Challenge: Reproduce the items from the line with "roof for player-tracking calibration." to the line with "[223,381,303,495]", swapping "conifer tree" for "evergreen tree" and leaving everything else unchanged.

╭─ Listed records

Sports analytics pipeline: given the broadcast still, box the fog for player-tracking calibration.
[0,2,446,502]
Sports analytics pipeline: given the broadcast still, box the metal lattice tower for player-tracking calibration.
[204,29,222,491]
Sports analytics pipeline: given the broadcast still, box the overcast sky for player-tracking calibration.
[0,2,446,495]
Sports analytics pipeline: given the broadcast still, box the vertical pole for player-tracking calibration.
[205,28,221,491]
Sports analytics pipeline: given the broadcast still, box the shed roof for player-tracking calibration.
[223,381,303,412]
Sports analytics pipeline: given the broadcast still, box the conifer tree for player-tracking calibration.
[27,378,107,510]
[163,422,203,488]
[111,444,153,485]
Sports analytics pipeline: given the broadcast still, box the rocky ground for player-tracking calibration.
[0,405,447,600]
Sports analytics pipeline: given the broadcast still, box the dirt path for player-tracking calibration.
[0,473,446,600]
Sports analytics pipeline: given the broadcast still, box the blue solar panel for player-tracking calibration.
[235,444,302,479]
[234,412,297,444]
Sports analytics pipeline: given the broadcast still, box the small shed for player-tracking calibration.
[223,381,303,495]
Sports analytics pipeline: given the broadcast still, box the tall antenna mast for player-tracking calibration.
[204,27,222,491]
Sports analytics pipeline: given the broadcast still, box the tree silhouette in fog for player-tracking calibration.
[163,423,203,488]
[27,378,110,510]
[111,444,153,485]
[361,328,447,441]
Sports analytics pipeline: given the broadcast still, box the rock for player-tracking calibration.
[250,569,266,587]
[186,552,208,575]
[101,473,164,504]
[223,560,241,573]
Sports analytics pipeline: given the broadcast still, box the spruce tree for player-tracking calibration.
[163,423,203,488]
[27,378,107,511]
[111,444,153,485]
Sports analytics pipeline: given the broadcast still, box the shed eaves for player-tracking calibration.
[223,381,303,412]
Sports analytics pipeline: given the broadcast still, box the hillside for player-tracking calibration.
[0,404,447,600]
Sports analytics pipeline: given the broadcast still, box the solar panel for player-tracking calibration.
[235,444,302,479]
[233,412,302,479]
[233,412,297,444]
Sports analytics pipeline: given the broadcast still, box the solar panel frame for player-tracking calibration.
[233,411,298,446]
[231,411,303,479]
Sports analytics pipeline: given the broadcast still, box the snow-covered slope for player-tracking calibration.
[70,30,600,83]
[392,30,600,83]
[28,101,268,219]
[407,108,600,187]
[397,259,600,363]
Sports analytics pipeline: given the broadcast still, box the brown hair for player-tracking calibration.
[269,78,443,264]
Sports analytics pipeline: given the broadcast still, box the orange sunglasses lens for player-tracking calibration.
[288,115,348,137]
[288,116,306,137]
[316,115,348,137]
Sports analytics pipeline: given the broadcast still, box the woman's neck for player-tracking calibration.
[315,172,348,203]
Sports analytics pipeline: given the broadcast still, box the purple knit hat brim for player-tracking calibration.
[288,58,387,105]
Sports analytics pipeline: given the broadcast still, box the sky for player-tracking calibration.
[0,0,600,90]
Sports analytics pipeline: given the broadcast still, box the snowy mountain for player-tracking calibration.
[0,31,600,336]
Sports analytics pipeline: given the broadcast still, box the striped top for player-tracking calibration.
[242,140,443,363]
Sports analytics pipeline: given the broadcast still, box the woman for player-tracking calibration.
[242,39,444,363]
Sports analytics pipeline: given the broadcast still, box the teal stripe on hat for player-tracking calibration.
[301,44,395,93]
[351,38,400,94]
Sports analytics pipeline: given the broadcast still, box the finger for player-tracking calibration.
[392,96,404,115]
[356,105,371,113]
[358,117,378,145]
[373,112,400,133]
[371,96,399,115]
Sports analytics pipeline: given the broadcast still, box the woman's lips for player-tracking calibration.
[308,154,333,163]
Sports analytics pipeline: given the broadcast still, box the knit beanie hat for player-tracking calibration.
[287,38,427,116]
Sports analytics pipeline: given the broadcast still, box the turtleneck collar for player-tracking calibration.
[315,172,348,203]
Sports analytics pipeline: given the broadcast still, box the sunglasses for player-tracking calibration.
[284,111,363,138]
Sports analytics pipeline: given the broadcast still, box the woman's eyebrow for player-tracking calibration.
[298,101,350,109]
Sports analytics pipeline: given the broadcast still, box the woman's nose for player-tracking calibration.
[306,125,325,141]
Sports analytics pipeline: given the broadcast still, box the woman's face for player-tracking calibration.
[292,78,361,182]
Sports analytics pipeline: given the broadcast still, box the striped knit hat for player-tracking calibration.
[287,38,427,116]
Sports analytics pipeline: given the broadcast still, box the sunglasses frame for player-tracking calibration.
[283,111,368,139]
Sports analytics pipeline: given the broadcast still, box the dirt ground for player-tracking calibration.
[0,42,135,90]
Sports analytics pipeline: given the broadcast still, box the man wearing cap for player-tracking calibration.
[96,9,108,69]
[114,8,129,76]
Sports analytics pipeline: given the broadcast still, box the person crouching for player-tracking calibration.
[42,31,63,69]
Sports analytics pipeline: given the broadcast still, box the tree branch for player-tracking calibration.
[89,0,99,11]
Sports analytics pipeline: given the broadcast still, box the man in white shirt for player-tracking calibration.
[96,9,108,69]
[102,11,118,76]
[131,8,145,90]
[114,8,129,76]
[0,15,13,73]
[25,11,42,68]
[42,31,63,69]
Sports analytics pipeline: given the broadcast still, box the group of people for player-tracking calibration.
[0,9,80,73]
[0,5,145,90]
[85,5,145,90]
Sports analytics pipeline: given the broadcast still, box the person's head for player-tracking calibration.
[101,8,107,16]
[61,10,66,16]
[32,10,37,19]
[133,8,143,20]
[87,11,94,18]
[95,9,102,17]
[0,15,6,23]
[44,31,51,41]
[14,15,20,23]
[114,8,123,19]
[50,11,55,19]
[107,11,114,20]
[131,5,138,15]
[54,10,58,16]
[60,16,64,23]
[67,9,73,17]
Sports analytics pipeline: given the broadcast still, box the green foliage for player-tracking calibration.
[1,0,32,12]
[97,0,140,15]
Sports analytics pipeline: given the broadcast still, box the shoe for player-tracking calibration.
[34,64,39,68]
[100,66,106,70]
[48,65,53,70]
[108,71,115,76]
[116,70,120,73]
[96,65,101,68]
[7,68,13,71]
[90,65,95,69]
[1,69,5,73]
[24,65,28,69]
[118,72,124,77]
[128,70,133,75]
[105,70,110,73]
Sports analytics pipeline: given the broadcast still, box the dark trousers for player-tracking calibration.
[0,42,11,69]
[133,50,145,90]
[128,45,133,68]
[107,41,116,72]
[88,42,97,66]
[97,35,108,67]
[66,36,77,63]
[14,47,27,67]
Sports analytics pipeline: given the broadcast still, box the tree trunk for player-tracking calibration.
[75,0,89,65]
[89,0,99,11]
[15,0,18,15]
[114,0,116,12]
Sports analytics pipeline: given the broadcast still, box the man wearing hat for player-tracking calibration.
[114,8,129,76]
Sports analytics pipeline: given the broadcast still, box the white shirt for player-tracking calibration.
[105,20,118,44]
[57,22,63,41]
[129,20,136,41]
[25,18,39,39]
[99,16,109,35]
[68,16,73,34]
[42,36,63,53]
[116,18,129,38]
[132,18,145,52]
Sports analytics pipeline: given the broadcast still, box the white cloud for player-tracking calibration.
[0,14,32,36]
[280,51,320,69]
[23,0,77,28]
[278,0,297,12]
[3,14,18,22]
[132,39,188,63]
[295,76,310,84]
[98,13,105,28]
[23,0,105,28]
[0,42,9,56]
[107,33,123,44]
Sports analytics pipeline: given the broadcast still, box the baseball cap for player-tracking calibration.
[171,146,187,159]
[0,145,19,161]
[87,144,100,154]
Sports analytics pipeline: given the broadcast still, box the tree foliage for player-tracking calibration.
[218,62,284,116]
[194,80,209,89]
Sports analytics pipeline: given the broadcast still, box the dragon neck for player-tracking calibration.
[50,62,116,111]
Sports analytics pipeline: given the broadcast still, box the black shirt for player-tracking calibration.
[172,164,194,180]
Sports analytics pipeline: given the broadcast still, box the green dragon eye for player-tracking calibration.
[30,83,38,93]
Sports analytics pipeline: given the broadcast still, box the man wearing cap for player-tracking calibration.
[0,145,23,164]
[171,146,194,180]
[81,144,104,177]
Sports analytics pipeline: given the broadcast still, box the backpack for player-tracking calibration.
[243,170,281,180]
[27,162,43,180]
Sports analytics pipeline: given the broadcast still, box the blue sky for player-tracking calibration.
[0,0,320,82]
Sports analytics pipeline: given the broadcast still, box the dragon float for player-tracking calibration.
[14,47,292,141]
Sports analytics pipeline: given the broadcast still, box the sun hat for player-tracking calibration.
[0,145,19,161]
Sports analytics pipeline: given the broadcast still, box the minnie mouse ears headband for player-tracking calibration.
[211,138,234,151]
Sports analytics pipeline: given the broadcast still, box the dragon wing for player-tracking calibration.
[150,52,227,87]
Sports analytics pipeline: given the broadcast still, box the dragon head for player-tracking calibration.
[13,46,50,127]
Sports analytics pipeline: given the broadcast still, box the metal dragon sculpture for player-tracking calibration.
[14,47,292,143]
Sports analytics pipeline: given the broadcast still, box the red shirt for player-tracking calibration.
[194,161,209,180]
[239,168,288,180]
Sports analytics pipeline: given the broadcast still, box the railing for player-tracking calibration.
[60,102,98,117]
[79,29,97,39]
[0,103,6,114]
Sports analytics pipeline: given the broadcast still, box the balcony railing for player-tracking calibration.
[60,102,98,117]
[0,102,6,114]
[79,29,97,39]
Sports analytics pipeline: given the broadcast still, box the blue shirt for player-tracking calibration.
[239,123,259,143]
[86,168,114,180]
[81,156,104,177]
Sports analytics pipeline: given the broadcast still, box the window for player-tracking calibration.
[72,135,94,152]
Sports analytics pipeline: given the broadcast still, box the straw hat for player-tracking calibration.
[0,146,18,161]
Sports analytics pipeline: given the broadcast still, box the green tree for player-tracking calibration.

╰─

Finished answer:
Sports analytics pipeline: given the broadcast still, box the shed roof for player-tracking calibration.
[223,381,303,412]
Sports analytics pipeline: given the broadcast still, box the evergreen tree for player-tracking calibration.
[27,378,107,510]
[163,422,203,488]
[111,444,153,485]
Sports analytics pipeline: given the broadcast still, box the rocky ground for player-tracking calibration.
[0,405,447,600]
Sports analytics pipeline: given the broadcast still, box the dirt path for player-tracking calibration.
[0,473,446,600]
Sports analytics pipeline: given the broadcast still, box the blue solar panel for player-tracking calibration.
[235,444,302,479]
[234,412,297,444]
Sports analytics pipeline: given the broadcast still, box the small shed for player-tracking calibration.
[223,381,303,495]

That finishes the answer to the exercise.